- **ACTIVITY 1**:
In the forum post on ambulance waits, translate the sentence "Ambulance shouts are triaged and prioritised." into Spanish.
- **ACTIVITY 2**:
Resume the forum post on ambulance waits, picking up right after its final sentence.

- **EXERCISE TEXT**:
I was thinking about this today. When my DH needed an ambulance it was a nine hour wait. What’s the point of the sirens and the blue lights, when you’ve been waiting nine hours?

FenceBooksCycle · 20/11/2025 22:58

Ambulance shouts are triaged and prioritised. It's not a queue and 999 calls made after yours may get seen sooner if they are more urgent. If you are kept waiting for 7 hours it's usually because you aren't in immediate danger and won't have significantly worse outcomes from being left. During that 7 hour wait the paramedics saved several lives from shouts that were triaged to be more urgent. When DH was injured we were fortunate that one of the people present was a doctor - in a totally different speciality and not able to provide on the spot treatment - but he advised me to call a taxi because it was obvious that while DH was injured and in pain, he wasn't getting any worse and wasn't in any danger, so if we had called 999 we would have been waiting for hours, but we didn't.

(Records taken from a dataset)

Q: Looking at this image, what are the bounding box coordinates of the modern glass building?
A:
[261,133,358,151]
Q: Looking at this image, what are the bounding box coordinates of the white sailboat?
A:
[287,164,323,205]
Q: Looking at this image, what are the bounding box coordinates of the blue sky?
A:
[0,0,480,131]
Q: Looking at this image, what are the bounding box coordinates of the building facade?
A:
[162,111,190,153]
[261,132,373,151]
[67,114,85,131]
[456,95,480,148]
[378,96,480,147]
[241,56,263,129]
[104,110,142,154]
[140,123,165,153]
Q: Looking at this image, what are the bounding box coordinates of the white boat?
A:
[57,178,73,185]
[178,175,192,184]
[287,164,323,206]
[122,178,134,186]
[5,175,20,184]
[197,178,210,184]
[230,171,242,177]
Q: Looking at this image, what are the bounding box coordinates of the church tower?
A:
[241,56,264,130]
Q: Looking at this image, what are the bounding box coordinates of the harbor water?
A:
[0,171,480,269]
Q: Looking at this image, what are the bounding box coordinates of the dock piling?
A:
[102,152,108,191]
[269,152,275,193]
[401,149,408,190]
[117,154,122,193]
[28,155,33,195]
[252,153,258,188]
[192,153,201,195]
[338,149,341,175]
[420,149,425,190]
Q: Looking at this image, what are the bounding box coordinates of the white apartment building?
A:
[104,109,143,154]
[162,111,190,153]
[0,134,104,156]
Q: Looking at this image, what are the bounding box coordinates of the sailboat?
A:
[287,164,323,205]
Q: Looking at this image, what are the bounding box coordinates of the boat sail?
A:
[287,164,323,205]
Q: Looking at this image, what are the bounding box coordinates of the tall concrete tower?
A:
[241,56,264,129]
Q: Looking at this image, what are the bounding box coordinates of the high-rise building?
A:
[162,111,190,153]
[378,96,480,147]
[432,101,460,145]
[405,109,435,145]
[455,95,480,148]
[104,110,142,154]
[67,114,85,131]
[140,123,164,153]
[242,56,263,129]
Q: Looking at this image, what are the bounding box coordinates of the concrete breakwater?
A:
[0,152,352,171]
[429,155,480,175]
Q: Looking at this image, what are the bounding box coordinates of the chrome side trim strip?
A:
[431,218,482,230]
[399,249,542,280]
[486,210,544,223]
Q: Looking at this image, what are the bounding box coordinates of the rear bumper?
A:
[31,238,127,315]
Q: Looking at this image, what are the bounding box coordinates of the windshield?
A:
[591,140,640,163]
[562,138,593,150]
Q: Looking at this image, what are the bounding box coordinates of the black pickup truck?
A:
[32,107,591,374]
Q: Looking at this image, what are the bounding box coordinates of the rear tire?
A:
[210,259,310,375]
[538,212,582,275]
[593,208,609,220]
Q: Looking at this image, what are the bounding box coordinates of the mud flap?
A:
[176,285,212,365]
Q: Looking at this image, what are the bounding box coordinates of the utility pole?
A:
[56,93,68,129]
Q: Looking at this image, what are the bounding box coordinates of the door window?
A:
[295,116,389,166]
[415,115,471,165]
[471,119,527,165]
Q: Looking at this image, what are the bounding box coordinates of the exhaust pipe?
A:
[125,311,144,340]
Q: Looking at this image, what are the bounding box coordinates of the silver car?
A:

- **REPLY 1**:
Los avisos de ambulancia se someten a triaje y se priorizan.

- **REPLY 2**:
@Hillyhillyholly the blue lights aren't usually put on at all for the hours-long-wait cases. When my son was bluelighted to hospital unable to breathe it was 10 minutes between 999 call and the ambulance arriving and they used the blue lights then.

XWKD · 20/11/2025 23:00

45 minutes. I was told to ring back if there was a deterioration so they could bump me up the queue. No alternative was possible as it was for someone who had passed out on the floor.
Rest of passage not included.